OBJECTIVE:
Identify every line in the rows below that contains the word "right" and copy each of those lines in full. Case counts.
_ _ _ _
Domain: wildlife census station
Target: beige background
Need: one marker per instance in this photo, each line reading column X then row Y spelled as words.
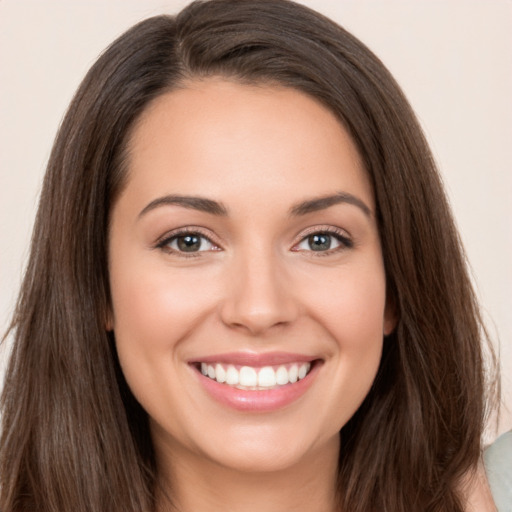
column 452, row 58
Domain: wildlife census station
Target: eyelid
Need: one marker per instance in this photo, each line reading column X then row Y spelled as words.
column 340, row 234
column 163, row 241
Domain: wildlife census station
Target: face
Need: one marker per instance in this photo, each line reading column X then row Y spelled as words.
column 248, row 289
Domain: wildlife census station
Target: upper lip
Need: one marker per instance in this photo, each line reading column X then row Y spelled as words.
column 255, row 359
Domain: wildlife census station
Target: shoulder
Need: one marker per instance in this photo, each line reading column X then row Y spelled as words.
column 498, row 466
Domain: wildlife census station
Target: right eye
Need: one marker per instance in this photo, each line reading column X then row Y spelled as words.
column 187, row 243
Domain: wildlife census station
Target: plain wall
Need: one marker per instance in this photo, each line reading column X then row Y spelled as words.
column 452, row 58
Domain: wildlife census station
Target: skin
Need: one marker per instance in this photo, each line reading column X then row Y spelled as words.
column 253, row 286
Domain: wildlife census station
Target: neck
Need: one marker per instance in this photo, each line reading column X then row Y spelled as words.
column 195, row 484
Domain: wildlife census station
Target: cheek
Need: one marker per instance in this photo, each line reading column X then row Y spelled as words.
column 156, row 307
column 352, row 306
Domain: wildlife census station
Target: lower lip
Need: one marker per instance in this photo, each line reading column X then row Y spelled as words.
column 266, row 400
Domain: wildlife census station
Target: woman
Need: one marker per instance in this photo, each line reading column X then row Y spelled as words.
column 245, row 289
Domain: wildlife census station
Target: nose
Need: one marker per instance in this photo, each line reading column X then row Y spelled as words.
column 259, row 295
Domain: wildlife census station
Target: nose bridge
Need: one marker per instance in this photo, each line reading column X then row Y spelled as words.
column 257, row 297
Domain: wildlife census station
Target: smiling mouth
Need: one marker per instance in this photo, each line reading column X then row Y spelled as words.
column 255, row 378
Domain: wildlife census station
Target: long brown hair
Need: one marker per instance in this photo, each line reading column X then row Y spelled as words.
column 74, row 439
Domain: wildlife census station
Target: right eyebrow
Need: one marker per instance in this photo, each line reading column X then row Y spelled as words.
column 195, row 203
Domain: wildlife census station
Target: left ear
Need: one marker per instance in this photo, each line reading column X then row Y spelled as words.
column 390, row 317
column 109, row 320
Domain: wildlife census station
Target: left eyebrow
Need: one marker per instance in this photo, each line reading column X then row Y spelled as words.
column 195, row 203
column 321, row 203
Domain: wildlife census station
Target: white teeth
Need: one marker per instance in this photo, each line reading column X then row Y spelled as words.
column 220, row 373
column 293, row 374
column 267, row 377
column 253, row 378
column 282, row 376
column 248, row 376
column 232, row 376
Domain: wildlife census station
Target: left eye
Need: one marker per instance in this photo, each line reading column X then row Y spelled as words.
column 321, row 242
column 188, row 242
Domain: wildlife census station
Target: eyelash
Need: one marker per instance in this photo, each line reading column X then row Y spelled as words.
column 338, row 234
column 168, row 238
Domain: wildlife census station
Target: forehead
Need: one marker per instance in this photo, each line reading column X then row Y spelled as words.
column 213, row 137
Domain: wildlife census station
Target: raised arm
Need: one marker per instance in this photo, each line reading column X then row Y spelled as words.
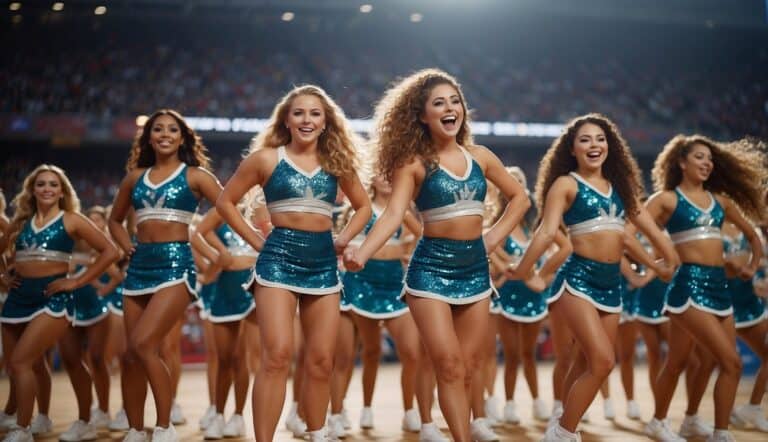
column 517, row 200
column 247, row 175
column 556, row 203
column 358, row 199
column 120, row 208
column 733, row 214
column 403, row 185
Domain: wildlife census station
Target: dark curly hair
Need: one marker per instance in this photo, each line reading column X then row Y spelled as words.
column 620, row 167
column 399, row 135
column 739, row 170
column 192, row 150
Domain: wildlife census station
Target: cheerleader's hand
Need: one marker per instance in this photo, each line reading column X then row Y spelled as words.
column 352, row 261
column 746, row 272
column 536, row 283
column 61, row 285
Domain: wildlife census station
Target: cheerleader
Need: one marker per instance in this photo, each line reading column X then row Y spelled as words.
column 231, row 307
column 700, row 184
column 306, row 152
column 589, row 181
column 522, row 312
column 427, row 153
column 40, row 241
column 166, row 177
column 751, row 322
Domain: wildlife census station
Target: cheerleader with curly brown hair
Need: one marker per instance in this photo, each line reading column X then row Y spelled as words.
column 426, row 151
column 167, row 176
column 701, row 184
column 589, row 181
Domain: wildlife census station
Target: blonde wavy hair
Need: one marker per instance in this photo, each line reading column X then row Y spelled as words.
column 739, row 170
column 25, row 204
column 337, row 145
column 399, row 135
column 191, row 152
column 620, row 167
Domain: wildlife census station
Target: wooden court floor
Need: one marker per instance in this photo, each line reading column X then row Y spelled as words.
column 387, row 409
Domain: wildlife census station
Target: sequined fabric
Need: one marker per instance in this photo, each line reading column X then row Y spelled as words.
column 704, row 287
column 49, row 243
column 86, row 306
column 291, row 189
column 158, row 265
column 690, row 222
column 169, row 200
column 450, row 270
column 374, row 292
column 597, row 282
column 748, row 309
column 300, row 261
column 592, row 210
column 27, row 301
column 230, row 301
column 444, row 196
column 650, row 302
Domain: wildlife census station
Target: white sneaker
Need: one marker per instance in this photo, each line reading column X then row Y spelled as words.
column 540, row 412
column 345, row 419
column 660, row 430
column 215, row 428
column 510, row 413
column 492, row 406
column 412, row 421
column 633, row 410
column 747, row 415
column 120, row 422
column 336, row 427
column 721, row 436
column 41, row 424
column 694, row 426
column 99, row 419
column 235, row 426
column 165, row 434
column 7, row 421
column 481, row 431
column 296, row 426
column 177, row 416
column 430, row 433
column 134, row 435
column 79, row 430
column 608, row 410
column 556, row 433
column 18, row 434
column 210, row 413
column 320, row 435
column 366, row 418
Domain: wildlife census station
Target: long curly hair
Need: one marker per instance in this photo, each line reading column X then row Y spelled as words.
column 25, row 203
column 399, row 135
column 739, row 170
column 620, row 167
column 192, row 150
column 337, row 145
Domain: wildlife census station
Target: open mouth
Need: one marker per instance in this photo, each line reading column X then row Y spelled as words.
column 449, row 122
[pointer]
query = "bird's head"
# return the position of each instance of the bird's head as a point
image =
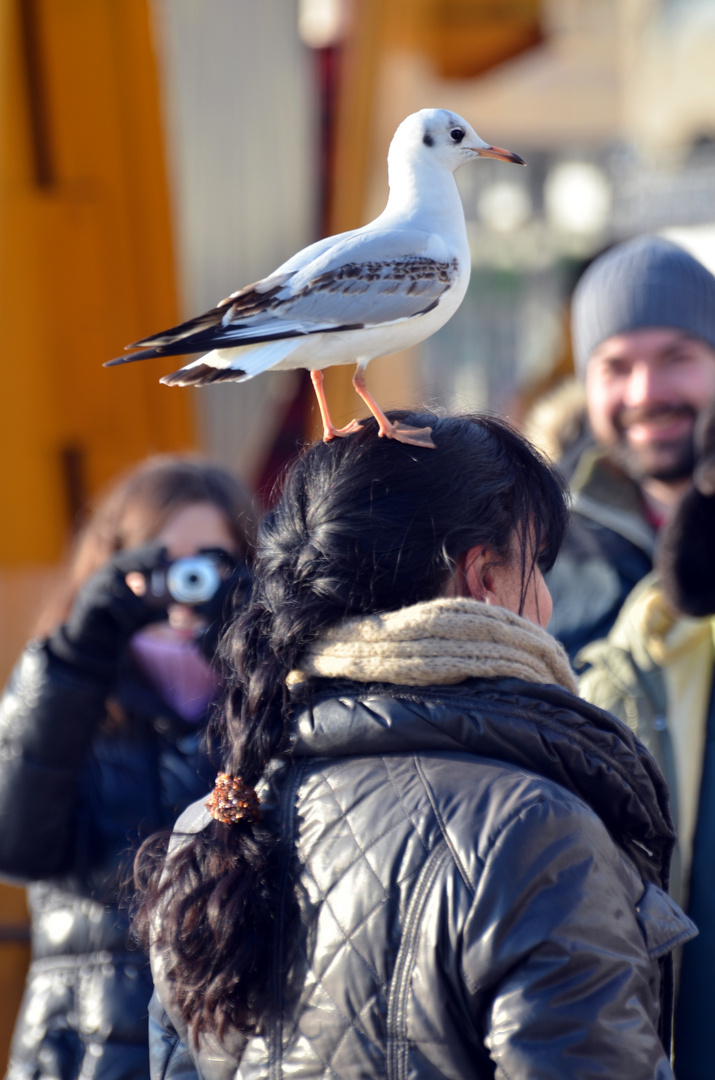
_ _ _ _
SOLUTION:
Target: right eye
Target: right eyebrow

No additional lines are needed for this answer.